What this task involves =
Reproduce every item below verbatim, character for character, with the original line breaks preserved.

++++++++++

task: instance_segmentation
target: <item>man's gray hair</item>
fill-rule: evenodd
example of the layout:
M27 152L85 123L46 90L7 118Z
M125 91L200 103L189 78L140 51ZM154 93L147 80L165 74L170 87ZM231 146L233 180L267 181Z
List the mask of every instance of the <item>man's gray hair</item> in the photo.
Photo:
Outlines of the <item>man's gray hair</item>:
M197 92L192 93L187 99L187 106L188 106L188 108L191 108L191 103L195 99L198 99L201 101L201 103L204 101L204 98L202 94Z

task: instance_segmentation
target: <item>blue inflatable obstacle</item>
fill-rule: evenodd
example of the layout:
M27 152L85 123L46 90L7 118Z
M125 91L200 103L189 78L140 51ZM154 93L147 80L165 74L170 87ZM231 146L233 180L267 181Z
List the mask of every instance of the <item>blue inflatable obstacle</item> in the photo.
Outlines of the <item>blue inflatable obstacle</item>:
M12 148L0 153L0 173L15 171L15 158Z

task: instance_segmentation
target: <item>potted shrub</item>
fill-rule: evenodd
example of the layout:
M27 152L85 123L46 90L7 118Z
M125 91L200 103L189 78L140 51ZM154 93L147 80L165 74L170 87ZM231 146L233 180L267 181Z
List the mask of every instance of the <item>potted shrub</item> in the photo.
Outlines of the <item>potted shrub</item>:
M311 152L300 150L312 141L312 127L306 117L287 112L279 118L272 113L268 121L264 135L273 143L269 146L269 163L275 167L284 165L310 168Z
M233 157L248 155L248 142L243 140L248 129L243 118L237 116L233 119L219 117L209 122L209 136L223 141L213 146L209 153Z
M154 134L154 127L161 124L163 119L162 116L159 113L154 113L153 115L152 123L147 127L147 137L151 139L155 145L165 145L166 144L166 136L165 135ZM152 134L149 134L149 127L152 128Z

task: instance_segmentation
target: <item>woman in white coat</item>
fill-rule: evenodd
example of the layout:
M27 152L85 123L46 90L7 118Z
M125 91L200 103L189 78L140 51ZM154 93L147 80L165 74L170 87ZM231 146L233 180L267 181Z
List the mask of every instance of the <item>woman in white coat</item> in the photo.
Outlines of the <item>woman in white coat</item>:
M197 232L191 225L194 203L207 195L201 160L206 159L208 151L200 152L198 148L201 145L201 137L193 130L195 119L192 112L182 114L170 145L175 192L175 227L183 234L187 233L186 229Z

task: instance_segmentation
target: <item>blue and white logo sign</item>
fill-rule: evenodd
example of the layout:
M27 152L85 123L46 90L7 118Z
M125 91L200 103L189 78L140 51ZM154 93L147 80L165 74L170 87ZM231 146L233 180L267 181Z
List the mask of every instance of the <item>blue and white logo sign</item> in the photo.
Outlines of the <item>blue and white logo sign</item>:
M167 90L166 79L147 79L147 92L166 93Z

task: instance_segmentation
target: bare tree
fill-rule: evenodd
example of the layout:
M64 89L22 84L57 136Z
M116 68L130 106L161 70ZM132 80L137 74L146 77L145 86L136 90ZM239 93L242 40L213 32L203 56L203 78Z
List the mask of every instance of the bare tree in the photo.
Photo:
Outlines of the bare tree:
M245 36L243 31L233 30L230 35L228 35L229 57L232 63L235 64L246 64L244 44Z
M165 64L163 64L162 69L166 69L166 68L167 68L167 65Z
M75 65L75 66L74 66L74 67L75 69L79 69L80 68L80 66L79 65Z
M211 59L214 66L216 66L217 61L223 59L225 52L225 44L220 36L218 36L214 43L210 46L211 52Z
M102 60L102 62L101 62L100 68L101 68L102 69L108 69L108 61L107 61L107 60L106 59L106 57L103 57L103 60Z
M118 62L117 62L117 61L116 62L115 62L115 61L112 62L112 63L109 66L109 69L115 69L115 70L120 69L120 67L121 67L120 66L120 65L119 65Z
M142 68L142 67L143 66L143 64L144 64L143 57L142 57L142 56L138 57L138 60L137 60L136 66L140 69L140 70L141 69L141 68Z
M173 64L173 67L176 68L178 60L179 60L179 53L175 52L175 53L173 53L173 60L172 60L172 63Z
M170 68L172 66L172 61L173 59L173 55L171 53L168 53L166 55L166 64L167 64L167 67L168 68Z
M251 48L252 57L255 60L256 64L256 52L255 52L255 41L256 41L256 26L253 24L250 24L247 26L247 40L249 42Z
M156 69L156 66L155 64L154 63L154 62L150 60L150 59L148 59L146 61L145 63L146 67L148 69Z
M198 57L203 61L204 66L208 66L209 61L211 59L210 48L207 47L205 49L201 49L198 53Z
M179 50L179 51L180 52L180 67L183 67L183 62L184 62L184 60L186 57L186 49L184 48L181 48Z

++++++++++

Answer for the task =
task: instance_segmentation
target: <item>man's gray hair</item>
fill-rule: evenodd
example of the layout:
M27 152L85 123L46 90L7 118Z
M125 91L200 103L189 78L140 51ZM154 93L147 80L165 74L170 87ZM231 146L233 180L267 181Z
List the mask of every instance of the <item>man's gray hair</item> in the photo.
Photo:
Outlines of the <item>man's gray hair</item>:
M197 92L192 93L187 99L187 106L188 106L188 108L191 108L191 103L195 99L198 99L201 101L201 103L204 101L204 98L202 94Z

task: instance_segmentation
target: <item>blue inflatable obstacle</item>
fill-rule: evenodd
example of the layout:
M27 152L85 123L46 90L7 118Z
M125 91L200 103L189 78L140 51ZM154 93L147 80L165 74L170 87ZM231 146L233 180L267 181Z
List the mask of every instance of the <item>blue inflatable obstacle</item> in the photo.
Outlines of the <item>blue inflatable obstacle</item>:
M12 148L0 153L0 173L15 171L15 158Z

task: instance_segmentation
target: <item>potted shrub</item>
fill-rule: evenodd
example of the layout:
M27 152L85 123L46 90L7 118Z
M125 91L200 103L189 78L140 51ZM154 93L147 80L165 74L170 87ZM231 146L233 180L267 181Z
List the mask of every instance of the <item>potted shrub</item> in the photo.
Outlines of the <item>potted shrub</item>:
M311 152L300 150L312 141L312 127L306 117L287 112L279 118L272 113L268 121L264 135L273 143L269 146L269 163L275 167L284 165L310 168Z
M233 157L248 155L248 142L243 140L248 129L243 118L237 116L233 119L219 117L209 122L209 136L223 141L213 146L209 153Z
M154 134L154 127L161 124L163 119L162 116L159 113L154 113L153 115L152 123L147 127L147 137L151 139L155 145L165 145L166 144L166 136L165 135ZM152 134L149 134L149 127L152 128Z

task: instance_segmentation
target: <item>woman in white coat</item>
fill-rule: evenodd
example of the layout:
M27 152L85 123L46 90L7 118Z
M125 91L200 103L189 78L140 51ZM154 93L147 80L165 74L170 87ZM231 146L233 180L267 181Z
List the mask of every instance of the <item>woman in white coat</item> in the photo.
Outlines of the <item>woman in white coat</item>:
M197 232L191 225L194 203L207 195L201 160L206 159L208 151L200 152L198 148L201 145L201 137L193 130L195 119L192 112L182 114L170 145L175 192L175 227L183 234L187 233L186 229Z

task: instance_segmentation
target: <item>blue and white logo sign</item>
fill-rule: evenodd
example of the layout:
M27 152L85 123L46 90L7 118Z
M125 91L200 103L189 78L140 51ZM154 93L147 80L165 74L170 87ZM231 146L233 180L267 181Z
List the mask of every instance of the <item>blue and white logo sign</item> in the photo.
Outlines of the <item>blue and white logo sign</item>:
M167 90L166 79L147 79L147 92L166 93Z

task: instance_segmentation
target: bare tree
fill-rule: evenodd
example of the layout:
M64 89L22 84L57 136Z
M116 68L130 106L161 70ZM132 80L137 74L146 77L145 86L136 90ZM239 93L242 40L213 32L203 56L203 78Z
List the mask of every instance of the bare tree in the photo.
Photo:
Outlines of the bare tree:
M245 36L243 31L233 30L230 35L228 35L229 57L232 63L235 64L246 64L244 44Z
M165 64L163 64L162 69L166 69L166 68L167 68L167 65Z
M75 65L75 66L74 66L74 67L75 69L79 69L80 68L80 66L79 65Z
M211 59L214 66L216 66L217 61L223 59L225 52L225 44L220 36L218 36L214 43L210 46L211 52Z
M102 60L102 62L101 62L100 68L101 68L102 69L108 69L108 61L107 61L107 60L106 59L106 57L103 57L103 60Z
M118 62L117 62L117 61L116 62L115 62L115 61L112 62L112 63L109 66L109 69L115 69L115 70L120 69L120 67L121 67L120 66L120 65L119 65Z
M142 68L142 67L143 66L143 64L144 64L143 57L142 57L142 56L138 57L138 60L137 60L136 66L140 69L140 70L141 69L141 68Z
M173 64L173 67L176 68L178 60L179 60L179 53L175 52L175 53L173 53L173 60L172 60L172 63Z
M170 68L172 66L172 61L173 59L173 55L171 53L168 53L166 55L166 64L167 64L167 67L168 68Z
M251 48L252 57L255 60L256 64L256 52L255 52L255 41L256 41L256 26L253 24L250 24L247 26L247 40L249 42Z
M156 69L156 66L155 64L154 63L154 62L150 60L150 59L148 59L146 61L145 63L146 67L148 69Z
M198 57L203 61L204 66L208 66L209 61L211 59L210 48L207 47L205 49L201 49L198 53Z
M179 50L179 51L180 52L180 67L183 67L183 62L184 62L184 60L186 57L186 49L184 48L181 48Z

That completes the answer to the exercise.